**YOUR OBJECTIVE:**
Reproduce the part of the material that opens with the line containing "the red curtain." and closes with the final line of the material, both ends included. Multiply every coordinate in the answers by 1.35, round each result to a whole number with halves going up, and keep all other wording unchanged.

**ENTRIES PROVIDED:**
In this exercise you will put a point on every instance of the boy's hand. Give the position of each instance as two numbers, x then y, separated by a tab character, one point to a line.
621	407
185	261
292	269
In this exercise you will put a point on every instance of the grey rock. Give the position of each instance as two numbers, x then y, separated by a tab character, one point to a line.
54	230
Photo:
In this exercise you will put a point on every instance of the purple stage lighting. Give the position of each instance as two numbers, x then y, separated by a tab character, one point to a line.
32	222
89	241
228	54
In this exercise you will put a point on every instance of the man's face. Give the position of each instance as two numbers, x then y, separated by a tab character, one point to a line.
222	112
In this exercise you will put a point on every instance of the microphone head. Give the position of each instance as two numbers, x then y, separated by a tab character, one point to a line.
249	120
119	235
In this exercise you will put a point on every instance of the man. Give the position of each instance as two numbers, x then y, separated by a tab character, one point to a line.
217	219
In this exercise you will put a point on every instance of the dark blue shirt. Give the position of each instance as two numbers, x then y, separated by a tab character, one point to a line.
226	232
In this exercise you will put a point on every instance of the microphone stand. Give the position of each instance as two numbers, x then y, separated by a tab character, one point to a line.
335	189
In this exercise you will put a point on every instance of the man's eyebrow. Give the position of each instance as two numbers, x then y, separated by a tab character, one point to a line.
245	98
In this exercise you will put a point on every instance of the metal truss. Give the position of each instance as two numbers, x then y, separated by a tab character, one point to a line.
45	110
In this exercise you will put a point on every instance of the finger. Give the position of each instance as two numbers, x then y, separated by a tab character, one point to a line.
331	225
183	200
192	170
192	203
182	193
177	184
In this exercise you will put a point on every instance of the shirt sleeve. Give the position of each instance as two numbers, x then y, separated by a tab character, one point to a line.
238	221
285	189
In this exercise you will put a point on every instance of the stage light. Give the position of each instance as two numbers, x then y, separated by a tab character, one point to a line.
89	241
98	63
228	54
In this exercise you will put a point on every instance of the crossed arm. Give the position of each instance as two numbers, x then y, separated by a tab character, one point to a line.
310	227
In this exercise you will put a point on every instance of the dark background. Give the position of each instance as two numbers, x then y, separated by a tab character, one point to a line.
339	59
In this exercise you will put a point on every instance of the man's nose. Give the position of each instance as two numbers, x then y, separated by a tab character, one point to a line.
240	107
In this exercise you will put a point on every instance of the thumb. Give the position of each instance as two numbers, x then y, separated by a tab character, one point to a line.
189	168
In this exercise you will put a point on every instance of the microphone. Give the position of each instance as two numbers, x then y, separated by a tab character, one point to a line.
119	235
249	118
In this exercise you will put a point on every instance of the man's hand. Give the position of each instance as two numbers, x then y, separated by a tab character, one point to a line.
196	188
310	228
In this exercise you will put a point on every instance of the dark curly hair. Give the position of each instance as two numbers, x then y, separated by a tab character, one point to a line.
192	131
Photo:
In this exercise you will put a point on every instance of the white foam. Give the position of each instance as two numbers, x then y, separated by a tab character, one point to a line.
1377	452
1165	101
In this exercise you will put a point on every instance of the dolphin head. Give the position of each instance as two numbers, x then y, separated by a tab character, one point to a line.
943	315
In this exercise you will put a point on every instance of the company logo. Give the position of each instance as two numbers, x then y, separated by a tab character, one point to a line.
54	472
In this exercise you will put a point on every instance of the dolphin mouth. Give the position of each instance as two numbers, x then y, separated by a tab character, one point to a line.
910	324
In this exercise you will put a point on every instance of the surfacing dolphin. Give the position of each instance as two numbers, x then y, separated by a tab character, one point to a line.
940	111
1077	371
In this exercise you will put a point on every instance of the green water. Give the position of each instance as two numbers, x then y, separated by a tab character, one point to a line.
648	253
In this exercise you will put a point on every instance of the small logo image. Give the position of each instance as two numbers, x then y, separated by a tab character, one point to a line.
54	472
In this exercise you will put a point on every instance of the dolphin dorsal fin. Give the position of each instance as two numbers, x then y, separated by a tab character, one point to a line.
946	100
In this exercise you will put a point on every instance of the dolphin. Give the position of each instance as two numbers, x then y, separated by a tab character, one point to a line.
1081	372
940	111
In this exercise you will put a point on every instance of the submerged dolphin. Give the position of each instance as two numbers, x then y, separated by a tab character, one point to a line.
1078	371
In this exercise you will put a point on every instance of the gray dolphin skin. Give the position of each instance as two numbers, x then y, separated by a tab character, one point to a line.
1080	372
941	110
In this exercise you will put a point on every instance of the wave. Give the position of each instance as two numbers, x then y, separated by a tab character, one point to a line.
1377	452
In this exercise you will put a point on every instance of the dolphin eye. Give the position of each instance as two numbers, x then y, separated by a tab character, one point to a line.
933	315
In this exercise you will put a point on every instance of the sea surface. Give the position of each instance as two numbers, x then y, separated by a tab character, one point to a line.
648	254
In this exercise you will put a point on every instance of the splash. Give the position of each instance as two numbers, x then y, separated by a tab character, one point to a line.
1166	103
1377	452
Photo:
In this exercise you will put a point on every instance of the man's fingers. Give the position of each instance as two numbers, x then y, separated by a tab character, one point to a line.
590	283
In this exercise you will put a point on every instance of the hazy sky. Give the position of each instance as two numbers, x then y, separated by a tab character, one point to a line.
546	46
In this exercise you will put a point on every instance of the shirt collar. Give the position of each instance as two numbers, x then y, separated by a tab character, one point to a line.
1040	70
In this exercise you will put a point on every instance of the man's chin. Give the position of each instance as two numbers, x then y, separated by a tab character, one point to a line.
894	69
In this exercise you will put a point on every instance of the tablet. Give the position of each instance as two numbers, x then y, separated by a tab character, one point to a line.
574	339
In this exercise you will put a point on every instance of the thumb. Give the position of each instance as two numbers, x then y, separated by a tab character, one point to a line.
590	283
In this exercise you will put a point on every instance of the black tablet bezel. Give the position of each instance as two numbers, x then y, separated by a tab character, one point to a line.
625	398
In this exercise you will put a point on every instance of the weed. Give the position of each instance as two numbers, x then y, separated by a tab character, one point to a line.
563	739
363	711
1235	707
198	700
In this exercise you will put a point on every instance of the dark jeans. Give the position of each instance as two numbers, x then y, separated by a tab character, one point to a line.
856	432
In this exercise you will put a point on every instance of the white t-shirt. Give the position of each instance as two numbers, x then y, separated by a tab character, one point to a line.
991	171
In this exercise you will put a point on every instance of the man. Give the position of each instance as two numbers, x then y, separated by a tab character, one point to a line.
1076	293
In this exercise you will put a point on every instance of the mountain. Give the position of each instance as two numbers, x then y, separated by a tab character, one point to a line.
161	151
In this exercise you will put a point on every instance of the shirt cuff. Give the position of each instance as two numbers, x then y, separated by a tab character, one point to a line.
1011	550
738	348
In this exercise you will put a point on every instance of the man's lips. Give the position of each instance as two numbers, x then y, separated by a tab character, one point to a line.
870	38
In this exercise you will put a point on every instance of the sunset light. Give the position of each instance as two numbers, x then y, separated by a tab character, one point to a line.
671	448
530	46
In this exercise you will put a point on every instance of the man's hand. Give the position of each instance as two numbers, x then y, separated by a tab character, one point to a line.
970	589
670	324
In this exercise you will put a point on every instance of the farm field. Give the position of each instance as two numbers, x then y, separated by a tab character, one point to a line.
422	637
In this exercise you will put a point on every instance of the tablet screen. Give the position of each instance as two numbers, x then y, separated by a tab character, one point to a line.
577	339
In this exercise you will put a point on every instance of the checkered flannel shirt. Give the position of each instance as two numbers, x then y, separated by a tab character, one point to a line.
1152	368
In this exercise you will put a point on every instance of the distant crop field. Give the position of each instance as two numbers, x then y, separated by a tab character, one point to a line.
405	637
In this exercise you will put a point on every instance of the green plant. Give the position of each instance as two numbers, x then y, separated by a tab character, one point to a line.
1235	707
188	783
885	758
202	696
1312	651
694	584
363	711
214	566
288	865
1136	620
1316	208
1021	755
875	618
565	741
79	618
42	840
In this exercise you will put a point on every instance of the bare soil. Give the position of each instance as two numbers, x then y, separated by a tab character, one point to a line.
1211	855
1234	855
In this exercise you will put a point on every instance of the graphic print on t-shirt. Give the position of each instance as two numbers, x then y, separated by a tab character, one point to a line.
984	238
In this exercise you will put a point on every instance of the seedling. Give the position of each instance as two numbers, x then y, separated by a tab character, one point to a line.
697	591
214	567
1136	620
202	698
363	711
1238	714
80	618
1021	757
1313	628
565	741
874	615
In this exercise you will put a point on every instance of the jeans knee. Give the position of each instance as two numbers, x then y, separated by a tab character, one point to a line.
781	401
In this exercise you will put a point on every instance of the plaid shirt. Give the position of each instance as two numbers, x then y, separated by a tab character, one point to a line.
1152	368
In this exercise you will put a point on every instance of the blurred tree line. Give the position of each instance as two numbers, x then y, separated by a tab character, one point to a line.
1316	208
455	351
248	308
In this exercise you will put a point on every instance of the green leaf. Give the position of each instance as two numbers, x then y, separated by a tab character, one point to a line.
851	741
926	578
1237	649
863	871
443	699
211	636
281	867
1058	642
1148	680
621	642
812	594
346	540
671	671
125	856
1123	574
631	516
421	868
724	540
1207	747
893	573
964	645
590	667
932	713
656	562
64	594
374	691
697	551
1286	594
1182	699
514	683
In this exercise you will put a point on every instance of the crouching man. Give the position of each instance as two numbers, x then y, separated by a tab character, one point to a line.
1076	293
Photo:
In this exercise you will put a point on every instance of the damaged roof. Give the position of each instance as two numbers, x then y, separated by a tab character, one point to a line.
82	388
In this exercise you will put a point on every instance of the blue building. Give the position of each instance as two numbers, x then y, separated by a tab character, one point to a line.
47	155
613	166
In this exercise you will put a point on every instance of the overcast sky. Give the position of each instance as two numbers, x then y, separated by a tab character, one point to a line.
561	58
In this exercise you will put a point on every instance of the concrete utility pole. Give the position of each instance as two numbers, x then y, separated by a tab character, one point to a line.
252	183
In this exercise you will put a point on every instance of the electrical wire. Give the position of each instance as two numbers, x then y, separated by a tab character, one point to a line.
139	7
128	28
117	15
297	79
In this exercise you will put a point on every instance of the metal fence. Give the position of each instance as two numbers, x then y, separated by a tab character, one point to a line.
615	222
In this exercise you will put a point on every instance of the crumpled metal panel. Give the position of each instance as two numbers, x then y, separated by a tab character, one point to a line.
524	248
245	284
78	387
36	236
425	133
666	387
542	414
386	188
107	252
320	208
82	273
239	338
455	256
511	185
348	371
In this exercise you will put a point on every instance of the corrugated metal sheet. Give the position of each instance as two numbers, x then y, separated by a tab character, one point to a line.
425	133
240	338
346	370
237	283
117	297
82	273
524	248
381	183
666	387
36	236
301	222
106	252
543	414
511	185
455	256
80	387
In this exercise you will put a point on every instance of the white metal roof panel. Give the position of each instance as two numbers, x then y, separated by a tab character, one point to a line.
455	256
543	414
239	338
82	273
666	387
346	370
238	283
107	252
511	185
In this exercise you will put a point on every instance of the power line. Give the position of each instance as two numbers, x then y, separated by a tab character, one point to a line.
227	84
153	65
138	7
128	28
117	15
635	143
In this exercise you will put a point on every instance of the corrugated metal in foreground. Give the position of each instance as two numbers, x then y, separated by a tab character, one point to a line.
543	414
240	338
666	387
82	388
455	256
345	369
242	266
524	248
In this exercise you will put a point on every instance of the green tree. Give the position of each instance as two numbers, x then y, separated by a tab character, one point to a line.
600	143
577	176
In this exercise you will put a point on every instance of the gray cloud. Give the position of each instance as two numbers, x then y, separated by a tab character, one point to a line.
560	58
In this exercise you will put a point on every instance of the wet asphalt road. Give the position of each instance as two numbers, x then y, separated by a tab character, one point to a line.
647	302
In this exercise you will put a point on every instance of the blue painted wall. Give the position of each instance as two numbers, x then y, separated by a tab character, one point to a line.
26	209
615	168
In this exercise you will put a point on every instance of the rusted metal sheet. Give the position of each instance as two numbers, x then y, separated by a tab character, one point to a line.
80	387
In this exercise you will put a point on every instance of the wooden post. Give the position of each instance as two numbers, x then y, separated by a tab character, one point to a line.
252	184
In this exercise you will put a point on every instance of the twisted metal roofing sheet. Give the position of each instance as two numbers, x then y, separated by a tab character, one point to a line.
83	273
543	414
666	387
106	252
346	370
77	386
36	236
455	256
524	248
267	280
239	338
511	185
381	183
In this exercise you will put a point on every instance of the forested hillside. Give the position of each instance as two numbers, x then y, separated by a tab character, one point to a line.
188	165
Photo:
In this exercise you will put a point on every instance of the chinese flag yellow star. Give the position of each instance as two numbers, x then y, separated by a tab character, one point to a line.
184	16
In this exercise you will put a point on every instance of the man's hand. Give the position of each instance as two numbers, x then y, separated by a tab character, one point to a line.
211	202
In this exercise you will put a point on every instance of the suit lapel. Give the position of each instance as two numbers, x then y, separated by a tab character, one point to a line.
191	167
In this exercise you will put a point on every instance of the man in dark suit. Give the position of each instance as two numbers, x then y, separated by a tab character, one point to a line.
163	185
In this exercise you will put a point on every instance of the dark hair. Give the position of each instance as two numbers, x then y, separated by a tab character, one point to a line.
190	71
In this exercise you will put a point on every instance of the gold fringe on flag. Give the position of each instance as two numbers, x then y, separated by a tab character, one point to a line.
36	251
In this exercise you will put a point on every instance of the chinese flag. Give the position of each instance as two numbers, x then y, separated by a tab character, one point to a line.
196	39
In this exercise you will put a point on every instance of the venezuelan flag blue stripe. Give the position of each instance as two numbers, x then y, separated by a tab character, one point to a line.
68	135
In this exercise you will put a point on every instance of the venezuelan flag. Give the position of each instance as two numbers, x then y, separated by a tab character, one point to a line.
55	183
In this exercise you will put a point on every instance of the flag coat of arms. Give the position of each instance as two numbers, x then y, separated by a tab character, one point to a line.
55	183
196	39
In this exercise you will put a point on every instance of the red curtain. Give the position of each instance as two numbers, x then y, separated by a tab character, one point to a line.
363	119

**THE RESPONSE:**
In this exercise you will put a point on every instance of the red curtain. Give the position of each instance as two numbers, x then y, separated by a tab character, one point to a line.
490	161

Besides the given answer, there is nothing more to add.